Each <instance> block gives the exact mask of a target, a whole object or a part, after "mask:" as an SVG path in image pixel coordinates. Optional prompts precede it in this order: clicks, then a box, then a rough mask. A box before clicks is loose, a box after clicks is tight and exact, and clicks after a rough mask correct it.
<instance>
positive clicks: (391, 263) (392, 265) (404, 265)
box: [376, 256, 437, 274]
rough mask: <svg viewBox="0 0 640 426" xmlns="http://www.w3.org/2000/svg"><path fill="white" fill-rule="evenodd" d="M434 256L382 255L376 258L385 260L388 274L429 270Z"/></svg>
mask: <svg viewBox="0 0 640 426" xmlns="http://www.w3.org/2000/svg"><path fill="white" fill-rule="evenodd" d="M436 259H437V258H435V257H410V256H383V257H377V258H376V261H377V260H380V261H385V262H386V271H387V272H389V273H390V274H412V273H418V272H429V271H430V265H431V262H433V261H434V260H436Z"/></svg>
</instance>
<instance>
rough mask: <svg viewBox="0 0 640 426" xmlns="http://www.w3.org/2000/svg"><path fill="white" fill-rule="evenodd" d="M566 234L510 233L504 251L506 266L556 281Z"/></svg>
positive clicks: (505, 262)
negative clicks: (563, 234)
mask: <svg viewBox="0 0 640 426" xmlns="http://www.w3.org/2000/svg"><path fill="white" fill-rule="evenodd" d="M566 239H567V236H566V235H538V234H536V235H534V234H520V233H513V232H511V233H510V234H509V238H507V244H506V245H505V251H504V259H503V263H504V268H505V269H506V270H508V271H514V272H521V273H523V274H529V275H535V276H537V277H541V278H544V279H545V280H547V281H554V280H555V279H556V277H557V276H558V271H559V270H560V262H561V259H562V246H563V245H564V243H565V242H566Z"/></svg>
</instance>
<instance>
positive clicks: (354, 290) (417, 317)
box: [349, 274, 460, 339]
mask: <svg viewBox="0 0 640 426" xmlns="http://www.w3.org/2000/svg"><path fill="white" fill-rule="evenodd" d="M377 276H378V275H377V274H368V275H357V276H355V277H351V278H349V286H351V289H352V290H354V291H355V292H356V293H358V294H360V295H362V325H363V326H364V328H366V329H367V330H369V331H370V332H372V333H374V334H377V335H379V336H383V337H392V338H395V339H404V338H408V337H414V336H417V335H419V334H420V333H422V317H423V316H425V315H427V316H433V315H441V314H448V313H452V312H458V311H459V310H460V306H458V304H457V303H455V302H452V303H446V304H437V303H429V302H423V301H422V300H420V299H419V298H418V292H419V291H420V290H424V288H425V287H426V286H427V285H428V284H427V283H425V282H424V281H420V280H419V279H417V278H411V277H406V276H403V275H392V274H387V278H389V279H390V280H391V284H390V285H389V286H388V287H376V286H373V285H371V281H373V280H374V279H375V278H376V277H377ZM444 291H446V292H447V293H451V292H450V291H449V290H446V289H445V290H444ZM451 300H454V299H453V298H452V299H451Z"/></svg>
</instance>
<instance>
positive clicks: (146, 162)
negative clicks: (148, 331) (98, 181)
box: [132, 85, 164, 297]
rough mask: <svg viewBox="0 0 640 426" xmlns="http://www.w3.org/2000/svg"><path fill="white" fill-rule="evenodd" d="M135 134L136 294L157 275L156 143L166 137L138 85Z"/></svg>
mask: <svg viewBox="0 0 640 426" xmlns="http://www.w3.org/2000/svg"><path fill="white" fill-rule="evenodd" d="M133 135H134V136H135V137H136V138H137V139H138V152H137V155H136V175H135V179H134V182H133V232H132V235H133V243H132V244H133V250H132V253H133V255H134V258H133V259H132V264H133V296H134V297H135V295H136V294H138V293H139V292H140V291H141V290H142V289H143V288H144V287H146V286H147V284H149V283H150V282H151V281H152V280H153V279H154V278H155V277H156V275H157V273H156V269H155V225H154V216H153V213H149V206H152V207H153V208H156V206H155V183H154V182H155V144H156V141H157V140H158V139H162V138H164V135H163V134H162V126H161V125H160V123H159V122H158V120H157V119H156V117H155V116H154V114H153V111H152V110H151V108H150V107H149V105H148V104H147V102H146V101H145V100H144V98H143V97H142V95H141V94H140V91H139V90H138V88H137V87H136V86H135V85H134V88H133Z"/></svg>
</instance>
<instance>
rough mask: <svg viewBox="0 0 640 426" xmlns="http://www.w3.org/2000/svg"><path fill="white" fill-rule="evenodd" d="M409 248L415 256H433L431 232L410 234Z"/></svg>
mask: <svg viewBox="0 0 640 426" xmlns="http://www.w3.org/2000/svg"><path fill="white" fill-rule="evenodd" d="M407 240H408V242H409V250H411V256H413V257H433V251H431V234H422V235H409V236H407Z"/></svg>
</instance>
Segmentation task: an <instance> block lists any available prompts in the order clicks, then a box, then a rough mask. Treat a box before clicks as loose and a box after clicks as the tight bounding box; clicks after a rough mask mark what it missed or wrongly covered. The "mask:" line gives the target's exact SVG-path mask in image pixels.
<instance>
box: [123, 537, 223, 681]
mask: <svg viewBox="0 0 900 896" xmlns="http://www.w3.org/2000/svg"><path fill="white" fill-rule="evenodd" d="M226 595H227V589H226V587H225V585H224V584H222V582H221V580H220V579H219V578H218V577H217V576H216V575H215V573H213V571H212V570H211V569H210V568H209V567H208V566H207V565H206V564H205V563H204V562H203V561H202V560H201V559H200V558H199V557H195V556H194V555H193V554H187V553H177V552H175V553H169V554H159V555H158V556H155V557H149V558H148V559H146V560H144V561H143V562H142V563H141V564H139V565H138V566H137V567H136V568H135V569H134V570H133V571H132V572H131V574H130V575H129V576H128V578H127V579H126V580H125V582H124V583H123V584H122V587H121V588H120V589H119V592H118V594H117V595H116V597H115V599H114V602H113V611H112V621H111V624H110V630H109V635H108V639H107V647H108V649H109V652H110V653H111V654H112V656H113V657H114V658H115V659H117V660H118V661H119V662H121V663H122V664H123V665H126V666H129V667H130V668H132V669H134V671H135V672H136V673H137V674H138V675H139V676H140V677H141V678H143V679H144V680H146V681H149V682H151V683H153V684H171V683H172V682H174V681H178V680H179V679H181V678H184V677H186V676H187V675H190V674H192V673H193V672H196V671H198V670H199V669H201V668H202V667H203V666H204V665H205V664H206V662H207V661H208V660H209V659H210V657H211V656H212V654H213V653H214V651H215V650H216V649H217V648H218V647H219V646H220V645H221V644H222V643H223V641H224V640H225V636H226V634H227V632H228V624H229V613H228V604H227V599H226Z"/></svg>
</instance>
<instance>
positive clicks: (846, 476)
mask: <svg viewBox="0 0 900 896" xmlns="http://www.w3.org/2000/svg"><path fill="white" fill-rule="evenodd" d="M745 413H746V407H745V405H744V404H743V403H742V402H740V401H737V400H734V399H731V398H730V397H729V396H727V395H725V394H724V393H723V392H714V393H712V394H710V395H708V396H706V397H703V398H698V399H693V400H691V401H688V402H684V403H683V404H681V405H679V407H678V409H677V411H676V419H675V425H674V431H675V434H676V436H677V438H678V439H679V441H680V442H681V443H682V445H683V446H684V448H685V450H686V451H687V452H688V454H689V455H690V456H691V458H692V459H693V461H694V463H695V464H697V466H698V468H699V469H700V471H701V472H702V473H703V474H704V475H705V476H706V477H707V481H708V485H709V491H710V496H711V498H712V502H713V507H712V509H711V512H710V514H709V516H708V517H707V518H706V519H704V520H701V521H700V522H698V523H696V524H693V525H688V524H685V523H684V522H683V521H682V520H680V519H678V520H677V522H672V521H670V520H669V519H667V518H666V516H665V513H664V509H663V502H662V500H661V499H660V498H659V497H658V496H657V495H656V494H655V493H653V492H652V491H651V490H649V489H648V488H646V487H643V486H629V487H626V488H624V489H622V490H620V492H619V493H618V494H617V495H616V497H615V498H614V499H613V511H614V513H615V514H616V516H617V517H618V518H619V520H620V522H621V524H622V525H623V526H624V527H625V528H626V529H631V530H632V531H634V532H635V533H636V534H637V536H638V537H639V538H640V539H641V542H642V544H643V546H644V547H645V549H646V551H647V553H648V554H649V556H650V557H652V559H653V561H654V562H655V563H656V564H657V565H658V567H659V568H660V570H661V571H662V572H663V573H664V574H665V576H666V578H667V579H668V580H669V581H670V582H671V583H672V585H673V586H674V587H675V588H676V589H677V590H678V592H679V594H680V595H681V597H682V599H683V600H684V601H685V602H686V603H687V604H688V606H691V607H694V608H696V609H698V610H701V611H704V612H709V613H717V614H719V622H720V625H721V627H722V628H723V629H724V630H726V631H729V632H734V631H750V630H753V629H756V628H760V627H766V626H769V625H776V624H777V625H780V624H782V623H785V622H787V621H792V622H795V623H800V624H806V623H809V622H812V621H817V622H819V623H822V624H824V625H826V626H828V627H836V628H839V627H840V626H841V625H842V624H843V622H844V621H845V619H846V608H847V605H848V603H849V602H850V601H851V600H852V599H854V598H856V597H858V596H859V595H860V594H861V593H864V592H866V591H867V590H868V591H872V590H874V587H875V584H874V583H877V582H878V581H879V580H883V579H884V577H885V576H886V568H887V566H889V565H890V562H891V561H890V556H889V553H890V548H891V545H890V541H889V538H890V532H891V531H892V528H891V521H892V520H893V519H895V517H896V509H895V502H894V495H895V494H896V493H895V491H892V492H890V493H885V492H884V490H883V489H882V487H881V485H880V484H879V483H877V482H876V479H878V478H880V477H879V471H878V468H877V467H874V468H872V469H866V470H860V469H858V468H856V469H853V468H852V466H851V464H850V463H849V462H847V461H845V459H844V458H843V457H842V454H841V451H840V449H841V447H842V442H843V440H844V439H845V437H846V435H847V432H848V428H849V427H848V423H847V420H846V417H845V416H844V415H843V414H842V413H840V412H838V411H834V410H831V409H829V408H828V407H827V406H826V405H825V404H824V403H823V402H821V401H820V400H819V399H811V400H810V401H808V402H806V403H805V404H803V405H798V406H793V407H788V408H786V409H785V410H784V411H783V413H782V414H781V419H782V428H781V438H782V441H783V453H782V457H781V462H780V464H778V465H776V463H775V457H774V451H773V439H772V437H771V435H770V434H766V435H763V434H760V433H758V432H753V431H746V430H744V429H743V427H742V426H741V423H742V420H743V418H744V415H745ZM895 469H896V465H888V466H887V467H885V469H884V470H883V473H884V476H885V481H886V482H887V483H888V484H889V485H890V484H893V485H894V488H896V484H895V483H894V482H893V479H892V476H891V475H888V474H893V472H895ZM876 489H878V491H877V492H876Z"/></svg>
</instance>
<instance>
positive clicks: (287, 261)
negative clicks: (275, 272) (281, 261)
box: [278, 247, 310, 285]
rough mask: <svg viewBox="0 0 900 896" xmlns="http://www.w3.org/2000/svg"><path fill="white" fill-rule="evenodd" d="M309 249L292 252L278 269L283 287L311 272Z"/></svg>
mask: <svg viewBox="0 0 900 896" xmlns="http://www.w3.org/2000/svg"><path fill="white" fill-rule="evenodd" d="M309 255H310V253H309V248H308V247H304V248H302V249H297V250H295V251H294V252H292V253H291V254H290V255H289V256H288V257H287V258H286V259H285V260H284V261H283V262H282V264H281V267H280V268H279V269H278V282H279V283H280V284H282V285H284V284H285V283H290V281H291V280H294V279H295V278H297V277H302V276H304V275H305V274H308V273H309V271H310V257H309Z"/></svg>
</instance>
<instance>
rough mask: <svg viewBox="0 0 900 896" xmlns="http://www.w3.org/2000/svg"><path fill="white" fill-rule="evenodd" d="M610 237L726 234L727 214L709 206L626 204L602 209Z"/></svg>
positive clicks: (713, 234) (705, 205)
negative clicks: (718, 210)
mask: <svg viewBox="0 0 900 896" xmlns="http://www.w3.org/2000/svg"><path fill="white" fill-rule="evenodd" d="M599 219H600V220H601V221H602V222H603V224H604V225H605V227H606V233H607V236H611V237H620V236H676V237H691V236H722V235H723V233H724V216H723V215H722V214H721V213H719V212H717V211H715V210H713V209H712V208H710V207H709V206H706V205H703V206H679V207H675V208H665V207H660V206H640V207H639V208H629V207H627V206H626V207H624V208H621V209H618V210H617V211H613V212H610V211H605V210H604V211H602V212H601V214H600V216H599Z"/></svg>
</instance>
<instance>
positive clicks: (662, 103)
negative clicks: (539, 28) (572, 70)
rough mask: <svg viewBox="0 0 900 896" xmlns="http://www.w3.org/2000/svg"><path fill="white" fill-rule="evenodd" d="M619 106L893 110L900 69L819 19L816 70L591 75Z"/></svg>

========================================================================

§ **EXERCISE**: Quote the material word for word, from the line containing "negative clicks: (718, 210)" through the end of the material.

§ **RESULT OF THIS EXERCISE**:
negative clicks: (718, 210)
mask: <svg viewBox="0 0 900 896" xmlns="http://www.w3.org/2000/svg"><path fill="white" fill-rule="evenodd" d="M599 219H600V220H601V221H602V222H603V224H604V225H605V227H606V233H607V236H611V237H620V236H676V237H691V236H722V235H723V233H724V216H723V215H722V214H721V213H719V212H717V211H715V210H713V209H712V208H710V207H709V206H706V205H703V206H679V207H675V208H665V207H660V206H640V207H639V208H629V207H627V206H626V207H624V208H621V209H618V210H617V211H613V212H610V211H605V210H604V211H602V212H601V214H600V216H599Z"/></svg>
</instance>
<instance>
positive clicks: (662, 103)
negative clicks: (539, 28) (572, 70)
rough mask: <svg viewBox="0 0 900 896" xmlns="http://www.w3.org/2000/svg"><path fill="white" fill-rule="evenodd" d="M619 106L893 110L900 69L819 19L816 70L591 75Z"/></svg>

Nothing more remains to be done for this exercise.